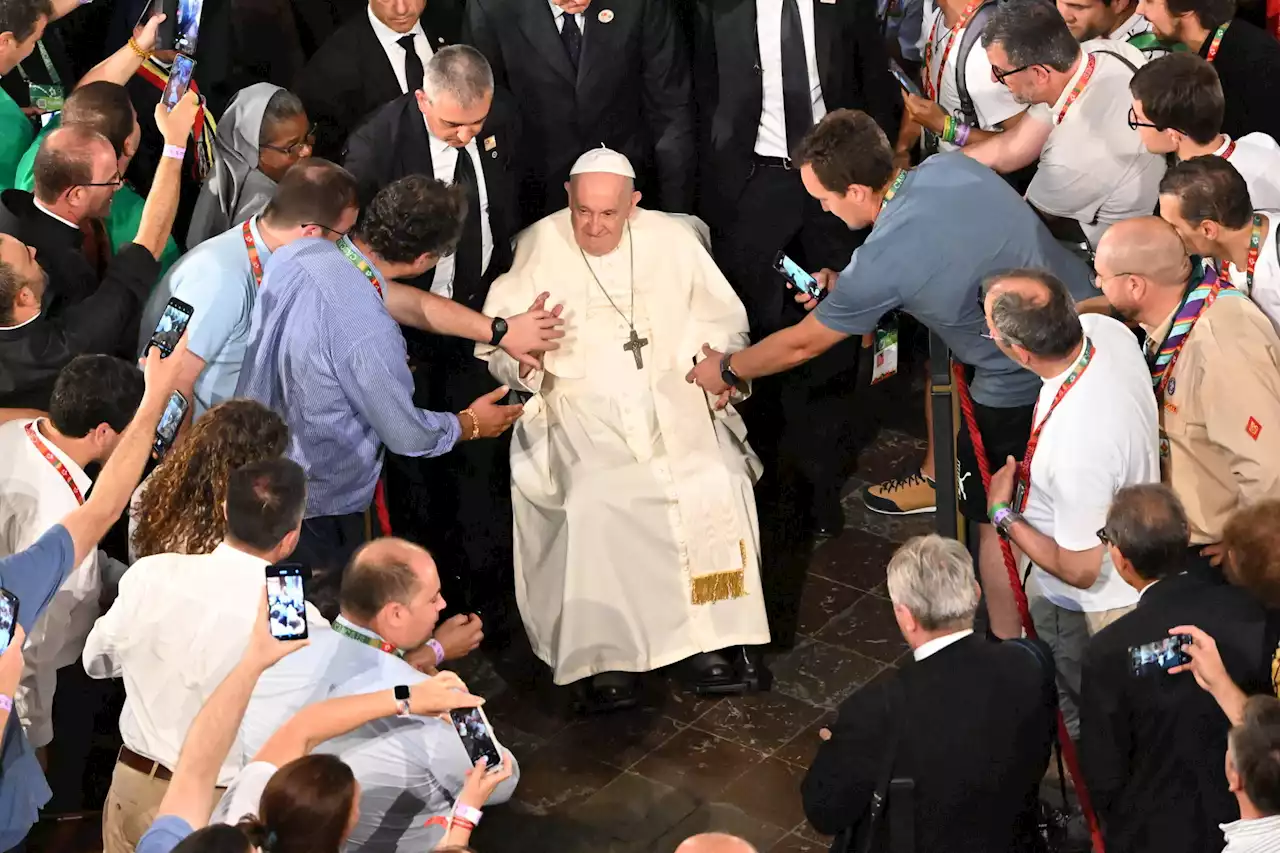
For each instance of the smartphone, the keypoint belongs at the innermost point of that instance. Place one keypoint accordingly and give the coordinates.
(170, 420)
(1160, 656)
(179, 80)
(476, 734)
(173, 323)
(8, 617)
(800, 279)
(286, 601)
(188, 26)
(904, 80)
────
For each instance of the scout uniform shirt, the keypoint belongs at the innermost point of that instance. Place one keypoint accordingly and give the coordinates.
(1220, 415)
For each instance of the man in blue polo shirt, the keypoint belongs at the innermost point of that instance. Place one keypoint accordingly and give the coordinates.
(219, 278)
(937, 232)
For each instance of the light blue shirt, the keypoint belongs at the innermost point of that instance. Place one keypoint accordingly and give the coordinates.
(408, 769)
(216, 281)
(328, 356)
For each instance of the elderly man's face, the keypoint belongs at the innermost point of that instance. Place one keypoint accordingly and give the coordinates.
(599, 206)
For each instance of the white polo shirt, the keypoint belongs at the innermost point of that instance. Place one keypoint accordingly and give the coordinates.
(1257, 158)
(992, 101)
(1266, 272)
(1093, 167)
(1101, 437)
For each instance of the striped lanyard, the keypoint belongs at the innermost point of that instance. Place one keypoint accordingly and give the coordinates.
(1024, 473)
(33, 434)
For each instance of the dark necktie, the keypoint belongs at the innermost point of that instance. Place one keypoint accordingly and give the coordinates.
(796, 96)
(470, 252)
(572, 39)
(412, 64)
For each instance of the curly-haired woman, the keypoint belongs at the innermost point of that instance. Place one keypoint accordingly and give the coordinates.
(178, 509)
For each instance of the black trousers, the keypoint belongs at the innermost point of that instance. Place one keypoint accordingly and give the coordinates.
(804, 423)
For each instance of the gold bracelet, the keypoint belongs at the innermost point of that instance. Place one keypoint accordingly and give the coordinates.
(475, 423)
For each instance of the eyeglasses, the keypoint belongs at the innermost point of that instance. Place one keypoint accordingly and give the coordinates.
────
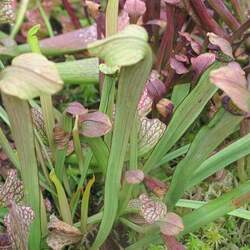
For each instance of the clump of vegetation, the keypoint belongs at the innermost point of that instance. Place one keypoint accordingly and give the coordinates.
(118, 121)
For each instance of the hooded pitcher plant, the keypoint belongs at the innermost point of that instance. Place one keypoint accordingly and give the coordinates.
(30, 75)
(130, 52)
────
Work instruction
Would you retype exactly the lines above, from the line with "For each instance of the white" to the line with "For each instance of the eyeglasses, the", with both end lines kept and nothing more?

Solution
For each instance of the white polo shirt, the keypoint belongs at the innermost point of that instance. Place one keypoint accordingly and give the coordinates.
(1257, 158)
(992, 101)
(1266, 272)
(1093, 167)
(1101, 437)
For each instance of the striped lanyard, the keypoint belongs at the innermost point of that instance. Place one keypoint accordingly and give the coordinates.
(1024, 473)
(33, 434)
For each instance of the dark necktie, the keypoint belongs at the innermost point of that instance. Place one keypoint accordingly and give the coordinates.
(796, 96)
(470, 252)
(572, 39)
(412, 64)
For each instance of the curly-haired woman, the keypoint belongs at the innermost point of that instance. Place one keypoint accordingly and give the coordinates.
(178, 509)
For each instance of the black trousers, the keypoint belongs at the innermost point of that instance. Place one keypoint accordingly and give the coordinates.
(804, 423)
For each instance of the gold bracelet, the keypoint belongs at the innermost point of that instance. Place one keypoint accordingly and give the coordinates.
(475, 423)
For each instance of the eyeglasses, the keypoint belongs at the innermost point of that instance. Place one keypoint accordingly and give the coordinates.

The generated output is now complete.